» Required task
Repeat each entry in full, exactly.

» Available records
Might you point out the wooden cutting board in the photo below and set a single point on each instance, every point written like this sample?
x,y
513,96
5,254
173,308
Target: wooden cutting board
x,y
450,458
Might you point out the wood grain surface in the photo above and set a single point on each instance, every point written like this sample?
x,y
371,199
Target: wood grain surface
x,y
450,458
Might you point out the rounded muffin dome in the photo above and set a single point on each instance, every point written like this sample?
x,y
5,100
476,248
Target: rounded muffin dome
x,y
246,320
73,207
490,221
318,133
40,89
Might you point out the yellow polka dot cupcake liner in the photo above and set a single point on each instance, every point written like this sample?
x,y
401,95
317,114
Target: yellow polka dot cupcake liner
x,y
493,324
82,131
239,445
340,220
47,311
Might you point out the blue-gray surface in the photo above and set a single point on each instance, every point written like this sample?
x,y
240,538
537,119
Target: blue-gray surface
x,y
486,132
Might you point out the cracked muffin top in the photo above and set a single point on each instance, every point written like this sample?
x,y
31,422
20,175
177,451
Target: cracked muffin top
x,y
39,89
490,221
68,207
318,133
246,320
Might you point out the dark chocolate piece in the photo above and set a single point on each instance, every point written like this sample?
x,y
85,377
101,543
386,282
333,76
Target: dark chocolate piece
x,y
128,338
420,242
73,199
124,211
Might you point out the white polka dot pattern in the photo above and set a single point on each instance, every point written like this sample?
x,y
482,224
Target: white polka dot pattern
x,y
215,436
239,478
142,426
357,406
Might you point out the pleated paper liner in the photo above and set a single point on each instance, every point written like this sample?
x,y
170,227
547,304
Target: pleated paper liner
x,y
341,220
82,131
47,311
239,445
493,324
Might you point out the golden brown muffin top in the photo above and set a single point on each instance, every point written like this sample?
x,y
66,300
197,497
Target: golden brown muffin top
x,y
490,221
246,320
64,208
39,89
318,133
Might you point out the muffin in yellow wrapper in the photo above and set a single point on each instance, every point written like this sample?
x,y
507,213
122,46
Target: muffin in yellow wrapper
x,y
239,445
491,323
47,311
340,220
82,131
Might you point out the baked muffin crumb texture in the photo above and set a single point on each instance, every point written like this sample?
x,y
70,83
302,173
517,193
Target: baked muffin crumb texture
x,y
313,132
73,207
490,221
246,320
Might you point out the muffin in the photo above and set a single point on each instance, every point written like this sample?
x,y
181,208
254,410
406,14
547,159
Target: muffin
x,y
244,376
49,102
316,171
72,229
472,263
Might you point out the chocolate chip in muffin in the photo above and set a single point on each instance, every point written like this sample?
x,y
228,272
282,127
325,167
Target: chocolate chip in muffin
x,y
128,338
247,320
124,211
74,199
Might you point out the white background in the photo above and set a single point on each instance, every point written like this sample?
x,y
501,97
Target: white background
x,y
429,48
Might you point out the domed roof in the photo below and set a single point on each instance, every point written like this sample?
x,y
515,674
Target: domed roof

» Full solution
Might you point out the wooden cutting board in the photo below and set a single point on each instance, every point written like this sample?
x,y
513,96
5,254
173,308
Target: wooden cutting board
x,y
450,458
Might you point out the wood grain surface in the photo above and set a single point on each instance, every point written like this sample?
x,y
371,199
Target: wood grain surface
x,y
450,458
Might you point out the rounded muffin dome in the photo above and set a single point on each instance, every point written like this sample?
x,y
5,100
476,248
Target: rounded muffin dome
x,y
246,320
73,207
490,221
318,133
40,89
Might you point out the yellow polka dot cupcake liner in the photo above and set a single point on each instance, every point written like this sample?
x,y
401,95
317,114
Target: yellow polka dot cupcake liner
x,y
493,324
82,131
239,445
340,220
47,311
Might you point out the blue-gray surface in the photo above and set a single point on each instance, every point written like this sample?
x,y
240,538
537,119
Target: blue-gray surface
x,y
486,132
Might you point out the cracked muffin top in the photo above and set a single point on each instance, every point written like this sample?
x,y
31,422
20,175
177,451
Target: cracked muffin top
x,y
39,89
490,221
68,207
318,133
246,320
Might you point out the dark chocolate piece in the photo above and set a single point on each instance, every point written like this sample?
x,y
85,377
101,543
386,282
333,76
Target: dark chocolate piece
x,y
128,338
420,242
73,199
124,211
Might you point out the white polka dot pattern in the photo above and set a single point on each instance, every point written like this sample?
x,y
482,224
Target: white polka dot pattern
x,y
215,436
239,478
142,426
357,406
Might you point out the pleated paper liner in the photo above and set a single point on each instance, every point written like this sample?
x,y
170,227
547,304
Target: pleated paper liner
x,y
341,220
82,131
47,311
239,445
493,324
Might you point out the golden brown muffin top in the photo above and set a single point on each instance, every point written like this sample?
x,y
66,300
197,497
Target: golden brown muffin top
x,y
490,221
246,320
64,208
39,89
318,133
Might you point out the muffin in yellow wrapper in the photo above and set a single point on each instance, every point written like this sample?
x,y
507,213
122,46
Target: muffin in yellow wrapper
x,y
239,445
491,323
47,311
340,220
82,131
Might you point out the baked muffin crumb texture in the photo above and set a single point on each instance, every point written like this sample?
x,y
70,83
302,173
517,193
Target: baked muffin crumb texture
x,y
313,132
73,207
490,221
246,320
Might you point out the muffin in the photo above and set a single point on each instance, every point written like this sample?
x,y
181,208
254,410
406,14
547,159
Target: muffin
x,y
244,376
49,102
316,171
72,229
472,263
Might you point out the chocolate chip in muffin in the photo above and set a single point on each instance, every point written like this sample?
x,y
228,272
282,127
325,167
Target: chocolate chip in muffin
x,y
128,338
247,320
124,211
74,199
Might you point out the white background in the photo above and set a single point on each instance, every point written like this sample?
x,y
501,97
Target: white background
x,y
429,48
Might you point out the domed roof in the photo below and set a single point on each instance, every point written like this sample?
x,y
515,674
Target: domed roof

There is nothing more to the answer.